** START LISTING **

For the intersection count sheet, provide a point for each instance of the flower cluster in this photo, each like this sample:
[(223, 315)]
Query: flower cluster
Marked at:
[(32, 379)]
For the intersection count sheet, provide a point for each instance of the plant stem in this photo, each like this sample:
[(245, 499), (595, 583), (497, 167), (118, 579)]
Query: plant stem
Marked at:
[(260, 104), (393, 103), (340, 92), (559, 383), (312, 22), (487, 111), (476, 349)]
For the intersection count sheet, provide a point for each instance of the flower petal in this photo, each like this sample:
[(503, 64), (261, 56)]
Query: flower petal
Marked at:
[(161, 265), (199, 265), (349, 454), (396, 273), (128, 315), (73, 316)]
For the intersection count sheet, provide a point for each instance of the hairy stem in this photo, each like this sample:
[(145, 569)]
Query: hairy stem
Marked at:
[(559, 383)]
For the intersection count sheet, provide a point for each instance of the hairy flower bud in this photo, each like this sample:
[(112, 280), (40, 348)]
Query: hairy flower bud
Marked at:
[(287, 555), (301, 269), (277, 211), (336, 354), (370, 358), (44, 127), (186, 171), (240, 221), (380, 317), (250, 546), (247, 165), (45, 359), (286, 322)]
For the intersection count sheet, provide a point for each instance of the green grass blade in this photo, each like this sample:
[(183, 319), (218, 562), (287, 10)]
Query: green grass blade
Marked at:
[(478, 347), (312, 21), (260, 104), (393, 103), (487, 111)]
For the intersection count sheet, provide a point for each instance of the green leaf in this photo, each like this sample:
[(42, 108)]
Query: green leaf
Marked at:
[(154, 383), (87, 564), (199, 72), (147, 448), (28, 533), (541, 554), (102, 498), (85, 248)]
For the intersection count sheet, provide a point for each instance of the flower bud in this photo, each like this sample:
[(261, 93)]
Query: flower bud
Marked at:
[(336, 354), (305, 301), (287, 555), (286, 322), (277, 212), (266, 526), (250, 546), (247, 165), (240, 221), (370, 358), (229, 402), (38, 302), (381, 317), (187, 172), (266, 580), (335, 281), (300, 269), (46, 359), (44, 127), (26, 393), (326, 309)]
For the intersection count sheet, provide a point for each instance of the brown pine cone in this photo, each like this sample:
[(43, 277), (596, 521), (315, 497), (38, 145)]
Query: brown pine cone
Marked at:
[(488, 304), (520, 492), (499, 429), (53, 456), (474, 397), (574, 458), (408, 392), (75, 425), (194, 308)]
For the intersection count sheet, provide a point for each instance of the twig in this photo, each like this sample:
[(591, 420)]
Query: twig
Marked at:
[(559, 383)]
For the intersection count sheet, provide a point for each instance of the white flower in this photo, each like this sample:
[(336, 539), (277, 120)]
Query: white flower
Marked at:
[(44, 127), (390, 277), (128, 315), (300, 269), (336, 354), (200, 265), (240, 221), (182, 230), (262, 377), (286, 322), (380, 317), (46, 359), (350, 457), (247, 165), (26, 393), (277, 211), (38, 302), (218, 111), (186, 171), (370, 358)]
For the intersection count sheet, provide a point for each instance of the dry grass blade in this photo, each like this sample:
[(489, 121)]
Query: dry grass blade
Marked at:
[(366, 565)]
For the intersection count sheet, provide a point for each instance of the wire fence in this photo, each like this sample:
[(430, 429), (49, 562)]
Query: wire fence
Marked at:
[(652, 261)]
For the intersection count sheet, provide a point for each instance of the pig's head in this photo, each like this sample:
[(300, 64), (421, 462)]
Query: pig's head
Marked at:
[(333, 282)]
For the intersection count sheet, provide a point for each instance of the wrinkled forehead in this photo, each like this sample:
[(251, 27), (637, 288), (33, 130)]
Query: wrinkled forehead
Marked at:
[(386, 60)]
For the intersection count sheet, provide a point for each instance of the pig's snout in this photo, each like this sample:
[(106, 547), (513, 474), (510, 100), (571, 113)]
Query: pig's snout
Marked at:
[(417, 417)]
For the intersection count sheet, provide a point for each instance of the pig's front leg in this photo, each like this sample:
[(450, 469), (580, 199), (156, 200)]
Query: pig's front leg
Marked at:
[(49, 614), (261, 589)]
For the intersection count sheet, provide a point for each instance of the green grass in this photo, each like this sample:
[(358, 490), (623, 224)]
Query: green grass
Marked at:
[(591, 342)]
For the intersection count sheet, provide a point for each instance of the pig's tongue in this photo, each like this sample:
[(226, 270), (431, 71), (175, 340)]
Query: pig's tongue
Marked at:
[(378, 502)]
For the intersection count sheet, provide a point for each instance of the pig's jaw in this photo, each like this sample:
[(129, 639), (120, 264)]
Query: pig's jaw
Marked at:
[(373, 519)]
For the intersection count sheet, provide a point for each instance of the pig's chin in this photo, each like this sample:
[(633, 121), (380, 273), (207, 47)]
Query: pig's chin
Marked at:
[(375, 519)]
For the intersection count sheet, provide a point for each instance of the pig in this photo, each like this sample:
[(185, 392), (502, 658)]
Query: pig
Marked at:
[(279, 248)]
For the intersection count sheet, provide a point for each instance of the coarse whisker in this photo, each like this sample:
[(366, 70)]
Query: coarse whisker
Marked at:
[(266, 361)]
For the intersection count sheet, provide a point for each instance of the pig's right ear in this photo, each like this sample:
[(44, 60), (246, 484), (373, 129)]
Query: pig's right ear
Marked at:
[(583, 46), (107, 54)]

** END LISTING **

BRIEF
Rewrite the part of the material that opens with the line containing "of the wire" and closes with the line containing "[(417, 417)]", changing "wrinkled forehead" to "furrowed brow" and leaving everything else as it is.

RESULT OF THIS TASK
For the intersection count sheet, provide a point for each instance of the wire fence in this photo, each like this sample:
[(430, 429), (49, 562)]
Query: wire fence
Marked at:
[(652, 261)]
For the intersection count sheet, provide a point for each instance of the pig's head in this photo, each like this sample:
[(300, 64), (421, 462)]
Query: pig's head
Marked at:
[(333, 282)]
For the intersection count sheet, provide a point for each instance of the furrowed brow in this photo, each like this sample:
[(251, 27), (637, 288), (33, 130)]
Query: furrowed brow
Marked at:
[(386, 60)]
For the intersection count sheet, provide a point for each instance of the pig's snout in this photo, each like this sample:
[(106, 547), (513, 474), (510, 100), (571, 113)]
Query: pig's snout
Marked at:
[(417, 417)]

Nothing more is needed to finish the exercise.